* Task list
[1] Answer these questions from the KASLR thread:
(a) What is the default value of CONFIG_RANDOMIZE_MEMORY_PHYSICAL_PADDING?
(b) What does is_early_uv_system() use to decide whether the kernel is running on a UV system?
(c) Into what new function was the code that calculates the size of the direct mapping section wrapped?
[2] Please write the next part of the KASLR thread, starting right after its last line.

* Source excerpt
On 02/18/19 at 11:24am, Mike Travis wrote:
> Hi Baoquan,
> 
> There was a breakage in the TSC code (for UV) where the change was to
> introduce an early TSC "adjustment".  This bypassed the UV auto setting of
> TSC by BIOS because it came before the UV init code could indicate that the
> TSC was already in sync.  (I believe I already sent you a note about this?)
> 
> To fix this, I sent in two patches, the first had this is_early_uv_system()
> function defined and the second had the check to avoid adjusting TSC too
> early.
> 
> The commit referred to is:
> 
> > commit 20a8378aa9dd108a01cb0e695599f5257a885c4b
> > Author: Mike Travis <mike.travis@hpe.com>
> > Date:   Tue Oct 2 13:01:45 2018 -0500
> > 
> >     x86/platform/uv: Provide is_early_uv_system()
> >     Introduce is_early_uv_system() which uses efi.uv_systab to decide early
> >     in the boot process whether the kernel is running on a UV system.
> >     This is needed to skip other early setup/init code that might break
> >     the UV platform if done too early such as before necessary ACPI tables
> >     parsing takes place.
> 
> Check to see if that function is defined in the kernels you are pushing this
> patch to.

Thanks, Mike. Yes, I received your mail before, so use the
is_early_uv_system() function directly in this patch.

> 
> As to testing on a UV system, I can schedule the time to do that, just send
> me the details.

The bug is triggered because 

UV MMIOH region is larger than

  "(the size of actual RAM) + CONFIG_RANDOMIZE_MEMORY_PHYSICAL_PADDING"

Here CONFIG_RANDOMIZE_MEMORY_PHYSICAL_PADDING is 10 TB by default.

E.g UV system with 1 TB RAM, 1 TB + 10 TB = 11 TB. If UV MMIOH region is
located beyond [0, 11TB], it may trigger bug. I suggest a UV system can
be set like this:

The actual RAM can be several GB, like 20 GB is enough.

Then install UV modules after 11 TB, e.g if the size of UV reion is 16
TB, you can put it in [16TB, 32TB].

We can discuss and decide the setting according to the UV module size.

Thanks
Baoquan
> 
> 
> On 2/16/2019 6:09 PM, Baoquan He wrote:
> > Hi Mike,
> > 
> > On 02/16/19 at 10:00pm, Baoquan He wrote:
> > > On SGI UV system, kernel often hangs when KASLR is enabled. Disabling
> > > KASLR makes kernel work well.
> > 
> > I wrap codes which calculate the size of the direct mapping section
> > into a new function calc_direct_mapping_size() as Ingo suggested. This
> > code change has passed basic testing, but hasn't been tested on a
> > SGI UV machine after reproducing since it needs UV machine with UV
> > module installed of enough size.

* Listing

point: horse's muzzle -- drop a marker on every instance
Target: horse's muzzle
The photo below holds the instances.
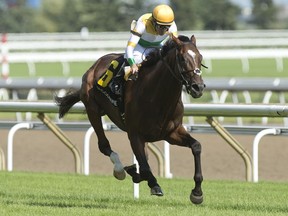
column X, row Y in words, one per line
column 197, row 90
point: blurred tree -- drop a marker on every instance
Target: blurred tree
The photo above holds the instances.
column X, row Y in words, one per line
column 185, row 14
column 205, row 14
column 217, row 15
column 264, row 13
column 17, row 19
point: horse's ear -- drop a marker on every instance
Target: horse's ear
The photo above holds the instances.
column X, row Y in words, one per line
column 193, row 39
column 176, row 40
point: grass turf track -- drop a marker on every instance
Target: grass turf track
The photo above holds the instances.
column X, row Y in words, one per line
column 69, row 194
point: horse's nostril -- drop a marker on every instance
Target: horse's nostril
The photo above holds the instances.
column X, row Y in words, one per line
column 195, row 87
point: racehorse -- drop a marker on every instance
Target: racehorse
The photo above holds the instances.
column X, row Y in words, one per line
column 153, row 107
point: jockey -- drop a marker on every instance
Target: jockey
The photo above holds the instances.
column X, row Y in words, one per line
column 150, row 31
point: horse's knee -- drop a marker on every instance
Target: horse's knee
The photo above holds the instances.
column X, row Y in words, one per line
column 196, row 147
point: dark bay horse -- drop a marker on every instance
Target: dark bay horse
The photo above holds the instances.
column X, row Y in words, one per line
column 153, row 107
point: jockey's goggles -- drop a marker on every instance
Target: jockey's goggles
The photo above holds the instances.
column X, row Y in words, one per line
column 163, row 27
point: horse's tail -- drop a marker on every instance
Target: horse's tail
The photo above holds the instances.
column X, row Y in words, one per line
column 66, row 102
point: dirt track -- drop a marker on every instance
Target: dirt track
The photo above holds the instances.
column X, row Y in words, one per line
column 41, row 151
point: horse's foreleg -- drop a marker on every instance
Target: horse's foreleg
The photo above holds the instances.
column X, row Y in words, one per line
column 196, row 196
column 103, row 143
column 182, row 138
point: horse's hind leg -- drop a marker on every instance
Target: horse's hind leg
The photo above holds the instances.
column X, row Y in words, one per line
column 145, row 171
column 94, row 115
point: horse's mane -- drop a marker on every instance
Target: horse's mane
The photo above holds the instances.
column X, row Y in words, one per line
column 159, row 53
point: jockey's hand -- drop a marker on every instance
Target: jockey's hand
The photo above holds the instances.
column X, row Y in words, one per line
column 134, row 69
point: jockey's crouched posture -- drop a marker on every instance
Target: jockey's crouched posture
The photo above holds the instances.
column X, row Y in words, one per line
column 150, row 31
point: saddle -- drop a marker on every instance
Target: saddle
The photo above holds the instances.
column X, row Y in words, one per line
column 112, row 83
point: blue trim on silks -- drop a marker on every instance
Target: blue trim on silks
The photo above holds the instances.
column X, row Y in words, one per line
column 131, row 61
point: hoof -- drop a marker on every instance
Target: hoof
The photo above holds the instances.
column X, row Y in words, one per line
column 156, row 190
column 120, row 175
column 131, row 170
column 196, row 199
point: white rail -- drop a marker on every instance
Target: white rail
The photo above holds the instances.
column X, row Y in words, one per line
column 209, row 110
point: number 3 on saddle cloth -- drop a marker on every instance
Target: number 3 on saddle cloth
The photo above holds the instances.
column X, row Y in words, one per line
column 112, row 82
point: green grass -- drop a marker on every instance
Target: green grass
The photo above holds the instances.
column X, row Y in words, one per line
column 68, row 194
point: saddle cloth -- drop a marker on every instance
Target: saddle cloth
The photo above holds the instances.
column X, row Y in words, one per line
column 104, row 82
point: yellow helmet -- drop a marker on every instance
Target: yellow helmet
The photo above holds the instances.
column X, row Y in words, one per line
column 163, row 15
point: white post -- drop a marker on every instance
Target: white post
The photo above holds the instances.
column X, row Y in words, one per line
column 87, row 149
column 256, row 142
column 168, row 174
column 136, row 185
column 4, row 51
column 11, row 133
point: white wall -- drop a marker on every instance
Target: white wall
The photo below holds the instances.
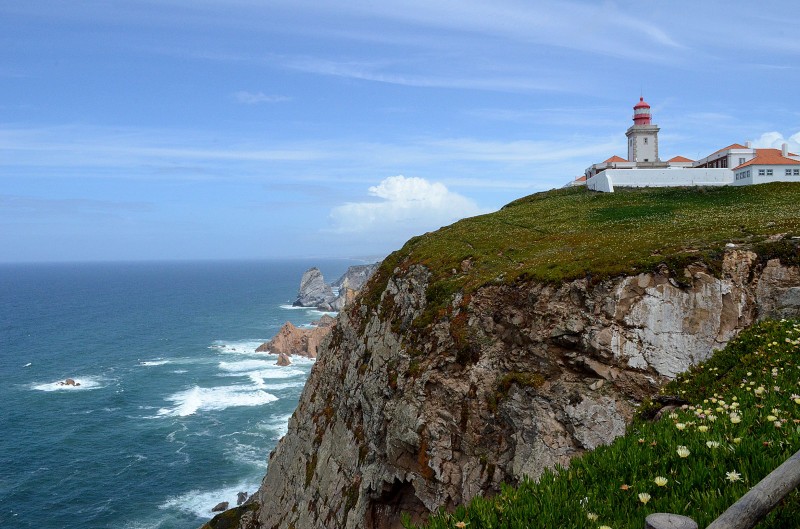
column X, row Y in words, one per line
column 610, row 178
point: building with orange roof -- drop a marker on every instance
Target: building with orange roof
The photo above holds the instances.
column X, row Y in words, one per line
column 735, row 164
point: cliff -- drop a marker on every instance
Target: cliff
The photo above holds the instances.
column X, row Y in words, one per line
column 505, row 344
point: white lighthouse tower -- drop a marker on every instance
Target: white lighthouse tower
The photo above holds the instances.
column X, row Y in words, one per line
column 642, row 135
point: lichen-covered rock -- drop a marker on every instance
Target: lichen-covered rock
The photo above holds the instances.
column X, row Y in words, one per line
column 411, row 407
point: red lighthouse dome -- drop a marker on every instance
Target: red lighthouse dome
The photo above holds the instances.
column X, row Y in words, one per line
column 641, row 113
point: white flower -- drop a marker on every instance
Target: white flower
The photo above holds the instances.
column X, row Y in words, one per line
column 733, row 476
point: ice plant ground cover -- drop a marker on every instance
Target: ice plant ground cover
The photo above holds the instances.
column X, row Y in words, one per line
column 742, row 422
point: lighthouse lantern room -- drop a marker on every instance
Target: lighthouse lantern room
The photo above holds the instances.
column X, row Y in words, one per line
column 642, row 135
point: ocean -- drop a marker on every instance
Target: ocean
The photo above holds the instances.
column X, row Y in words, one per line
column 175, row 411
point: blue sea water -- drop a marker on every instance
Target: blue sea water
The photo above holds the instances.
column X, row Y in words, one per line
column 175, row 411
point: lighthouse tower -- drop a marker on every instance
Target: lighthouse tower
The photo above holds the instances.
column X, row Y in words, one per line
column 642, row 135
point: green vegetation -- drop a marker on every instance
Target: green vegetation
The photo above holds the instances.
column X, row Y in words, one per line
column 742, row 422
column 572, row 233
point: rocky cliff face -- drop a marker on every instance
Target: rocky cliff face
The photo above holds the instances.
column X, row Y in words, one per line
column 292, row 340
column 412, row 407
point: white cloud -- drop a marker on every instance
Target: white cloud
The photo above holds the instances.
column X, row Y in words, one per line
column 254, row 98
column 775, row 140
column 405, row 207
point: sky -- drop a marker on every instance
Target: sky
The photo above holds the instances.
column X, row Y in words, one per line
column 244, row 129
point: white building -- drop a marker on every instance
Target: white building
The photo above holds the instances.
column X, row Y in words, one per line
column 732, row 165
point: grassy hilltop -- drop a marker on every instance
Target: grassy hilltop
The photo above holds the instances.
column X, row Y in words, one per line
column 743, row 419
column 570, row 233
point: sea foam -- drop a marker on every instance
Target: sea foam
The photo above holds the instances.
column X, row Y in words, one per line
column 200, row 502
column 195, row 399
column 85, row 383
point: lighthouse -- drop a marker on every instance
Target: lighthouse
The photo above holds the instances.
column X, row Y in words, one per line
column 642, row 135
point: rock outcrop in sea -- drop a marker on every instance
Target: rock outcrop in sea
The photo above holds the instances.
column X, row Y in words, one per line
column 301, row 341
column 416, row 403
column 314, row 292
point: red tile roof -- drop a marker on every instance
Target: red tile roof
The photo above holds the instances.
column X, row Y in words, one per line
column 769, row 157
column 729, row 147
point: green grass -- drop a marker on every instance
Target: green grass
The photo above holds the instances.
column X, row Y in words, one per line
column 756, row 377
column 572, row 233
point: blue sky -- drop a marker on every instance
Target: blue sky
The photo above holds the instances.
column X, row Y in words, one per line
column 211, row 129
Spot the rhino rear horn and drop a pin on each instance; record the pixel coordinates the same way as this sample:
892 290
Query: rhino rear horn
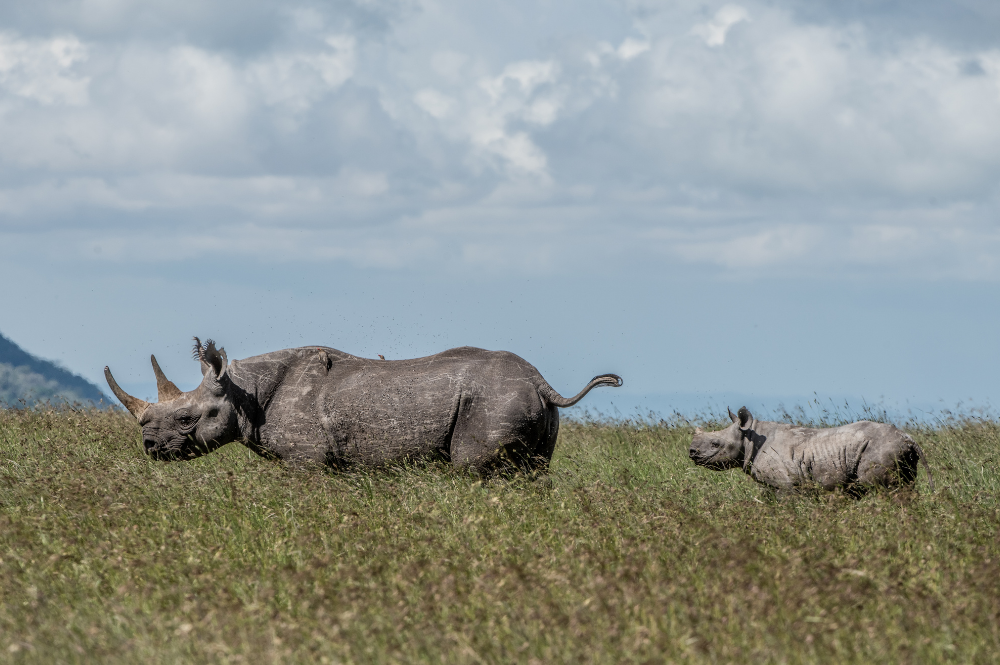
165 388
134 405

* Results of the tasks
[1]
(a) 10 TB
(b) efi.uv_systab
(c) calc_direct_mapping_size()

[2]
> > 
> > To reproduce it, we can apply patches 0001~0005. If reproduced, patch
> > 0006 can be applied on top to check if bug is fixed. Please help check
> > if the code is OK, if you have a machine, I can have a test.
> > 
> > Thanks
> > Baoquan
> > 
> > > 
> > > The back trace is:
> > > 
> > > kernel BUG at arch/x86/mm/init_64.c:311!
> > > invalid opcode: 0000 [#1] SMP
> > > [...]
> > > RIP: 0010:__init_extra_mapping+0x188/0x196
> > > [...]
> > > Call Trace:
> > >   init_extra_mapping_uc+0x13/0x15
> > >   map_high+0x67/0x75
> > >   map_mmioh_high_uv3+0x20a/0x219
> > >   uv_system_init_hub+0x12d9/0x1496
> > >   uv_system_init+0x27/0x29
> > >   native_smp_prepare_cpus+0x28d/0x2d8
> > >   kernel_init_freeable+0xdd/0x253
> > >   ? rest_init+0x80/0x80
> > >   kernel_init+0xe/0x110
> > >   ret_from_fork+0x2c/0x40
> > > 
> > > This is because the SGI UV system need map its MMIOH region to the direct
> > > mapping section, and the mapping happens in rest_init() which is much
> > > later than the calling of kernel_randomize_memory() to do mm KASLR. So
> > > mm KASLR can't count in the size of the MMIOH region when calculate the
> > > needed size of address space for the direct mapping section.
> > > 
> > > When KASLR is disabled, there are 64TB address space for both system RAM
> > > and the MMIOH regions to share. When KASLR is enabled, the current code
> > > of mm KASLR only reserves the actual size of system RAM plus extra 10TB
> > > for the direct mapping. Thus later the MMIOH mapping could go beyond
> > > the upper bound of the direct mapping to step into VMALLOC or VMEMMAP area.
> > > Then BUG_ON() in __init_extra_mapping() will be triggered.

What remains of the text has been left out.